> [WHAT YOU WILL DO] From the listing below, gather every line that contains the word "batting" and copy each one in full.

> [RECORDS]
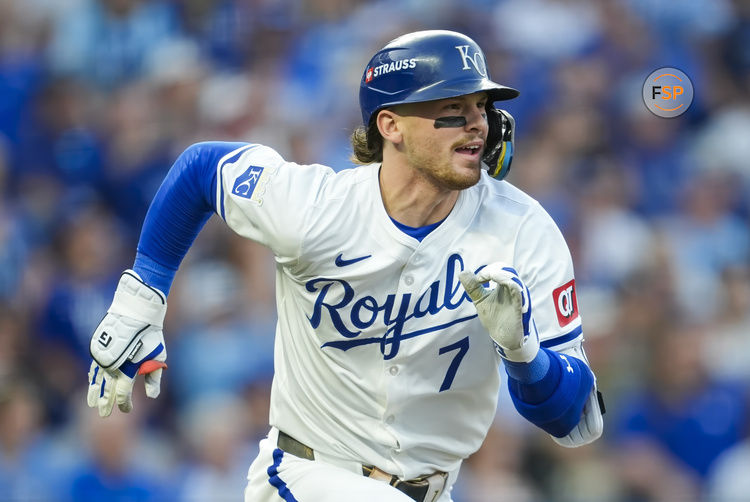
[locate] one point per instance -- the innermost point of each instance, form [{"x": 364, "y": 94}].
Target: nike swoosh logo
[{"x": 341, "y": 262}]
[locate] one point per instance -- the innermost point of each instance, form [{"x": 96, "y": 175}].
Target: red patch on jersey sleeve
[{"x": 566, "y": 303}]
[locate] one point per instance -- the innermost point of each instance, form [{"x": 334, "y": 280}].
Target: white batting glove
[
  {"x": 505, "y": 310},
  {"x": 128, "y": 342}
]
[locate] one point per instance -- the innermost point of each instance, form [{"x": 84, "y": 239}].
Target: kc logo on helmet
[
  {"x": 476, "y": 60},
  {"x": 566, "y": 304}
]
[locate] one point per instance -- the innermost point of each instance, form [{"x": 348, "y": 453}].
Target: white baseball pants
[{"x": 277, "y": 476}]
...
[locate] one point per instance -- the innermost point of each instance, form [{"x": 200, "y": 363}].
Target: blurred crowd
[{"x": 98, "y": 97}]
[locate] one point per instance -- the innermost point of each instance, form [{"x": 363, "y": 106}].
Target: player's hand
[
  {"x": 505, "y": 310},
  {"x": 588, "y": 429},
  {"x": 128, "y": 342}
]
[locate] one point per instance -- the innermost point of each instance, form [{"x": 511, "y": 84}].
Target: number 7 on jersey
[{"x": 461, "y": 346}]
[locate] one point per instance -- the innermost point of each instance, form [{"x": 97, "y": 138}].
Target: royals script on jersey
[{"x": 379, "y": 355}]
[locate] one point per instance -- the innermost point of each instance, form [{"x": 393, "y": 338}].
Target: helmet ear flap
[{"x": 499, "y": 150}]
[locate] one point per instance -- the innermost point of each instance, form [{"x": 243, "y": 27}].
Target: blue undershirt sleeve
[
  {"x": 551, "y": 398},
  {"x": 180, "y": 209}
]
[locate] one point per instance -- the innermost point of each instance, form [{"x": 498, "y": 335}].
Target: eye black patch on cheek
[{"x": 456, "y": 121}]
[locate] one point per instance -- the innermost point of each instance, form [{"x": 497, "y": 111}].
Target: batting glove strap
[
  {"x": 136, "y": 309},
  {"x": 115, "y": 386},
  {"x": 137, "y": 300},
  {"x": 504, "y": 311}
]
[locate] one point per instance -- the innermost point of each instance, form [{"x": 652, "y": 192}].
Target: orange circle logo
...
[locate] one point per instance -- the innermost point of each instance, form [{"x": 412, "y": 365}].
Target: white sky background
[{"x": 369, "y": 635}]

> [ANSWER IN FULL]
Target: white batting glove
Target: batting glove strap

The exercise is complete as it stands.